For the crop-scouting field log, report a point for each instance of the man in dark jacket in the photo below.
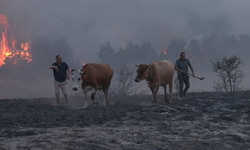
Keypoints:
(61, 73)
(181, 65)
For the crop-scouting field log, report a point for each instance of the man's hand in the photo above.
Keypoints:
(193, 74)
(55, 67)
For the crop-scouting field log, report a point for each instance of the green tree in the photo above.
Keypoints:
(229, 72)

_ _ _ _ _

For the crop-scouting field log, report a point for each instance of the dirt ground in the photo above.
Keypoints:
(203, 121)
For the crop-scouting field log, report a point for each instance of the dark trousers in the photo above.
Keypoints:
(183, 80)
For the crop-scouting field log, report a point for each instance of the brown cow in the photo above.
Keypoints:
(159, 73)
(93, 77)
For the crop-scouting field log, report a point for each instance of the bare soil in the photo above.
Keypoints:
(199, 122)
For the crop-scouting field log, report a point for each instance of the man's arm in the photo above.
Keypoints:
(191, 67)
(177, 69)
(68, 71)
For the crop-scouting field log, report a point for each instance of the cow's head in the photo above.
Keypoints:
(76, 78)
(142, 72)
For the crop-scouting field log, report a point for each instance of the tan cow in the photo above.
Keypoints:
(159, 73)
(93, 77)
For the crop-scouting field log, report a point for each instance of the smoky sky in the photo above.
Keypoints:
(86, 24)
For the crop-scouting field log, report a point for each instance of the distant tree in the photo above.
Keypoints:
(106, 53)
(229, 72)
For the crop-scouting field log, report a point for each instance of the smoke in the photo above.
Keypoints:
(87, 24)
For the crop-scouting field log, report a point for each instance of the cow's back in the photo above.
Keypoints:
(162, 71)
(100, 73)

_ _ _ _ _

▶ **EXERCISE OBJECTIVE**
If a line of the records above contains the word "tree", count it; then give the total and nothing more.

▶ **TASK ANSWER**
2